- [Work instructions] Please rewrite the passage on solar wind shear layers, starting at "Combining statistical analysis" and ending at "those passing layers.", changing "magnetohydrodynamic simulations" to "computer simulations".

— Begin Provided passage —

Shear Layers in Solar Wind Affect Earth’s Magnetosphere
Human society is increasingly reliant on technology that can be disrupted by space weather. For instance, geomagnetic storms can cause high-latitude air flights to be rerouted, costing as much as $100,000 per flight; induce errors of up to 46 meters (151 feet) in GPS systems; and affect satellites and the International Space Station. Space weather is determined by how the solar wind, a stream of hot plasma from the Sun, interacts with Earth’s magnetic field. In studying space weather, scientists have largely neglected the fact that the solar wind contains layers of very strong velocity shear. Scientists understand very little about how these wind shears affect space weather.
Combining statistical analysis of solar wind data from the Advanced Composition Explorer satellite, which measures solar particles approaching Earth, with a series of magnetohydrodynamic simulations, used to model the behavior of the Earth’s magnetosphere, Borovsky characterizes the properties of the shear layers that travel past the Earth and the reaction of the Earth to those passing layers.

— End Provided passage —
— Begin Supplied data —

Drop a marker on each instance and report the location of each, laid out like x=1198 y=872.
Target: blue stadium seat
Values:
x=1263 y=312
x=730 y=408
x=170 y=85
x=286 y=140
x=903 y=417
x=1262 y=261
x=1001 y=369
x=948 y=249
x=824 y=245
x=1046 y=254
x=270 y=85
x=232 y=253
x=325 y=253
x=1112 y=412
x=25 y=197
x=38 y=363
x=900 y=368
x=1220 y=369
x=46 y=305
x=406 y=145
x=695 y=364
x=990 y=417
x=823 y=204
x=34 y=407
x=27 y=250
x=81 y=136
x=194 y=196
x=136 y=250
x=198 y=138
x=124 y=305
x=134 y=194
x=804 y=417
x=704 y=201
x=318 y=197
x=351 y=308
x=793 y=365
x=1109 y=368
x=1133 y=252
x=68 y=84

— End Supplied data —

- [Solution to this problem]
Combining statistical analysis of solar wind data from the Advanced Composition Explorer satellite, which measures solar particles approaching Earth, with a series of computer simulations, used to model the behavior of the Earth’s magnetosphere, Borovsky characterizes the properties of the shear layers that travel past the Earth and the reaction of the Earth to those passing layers.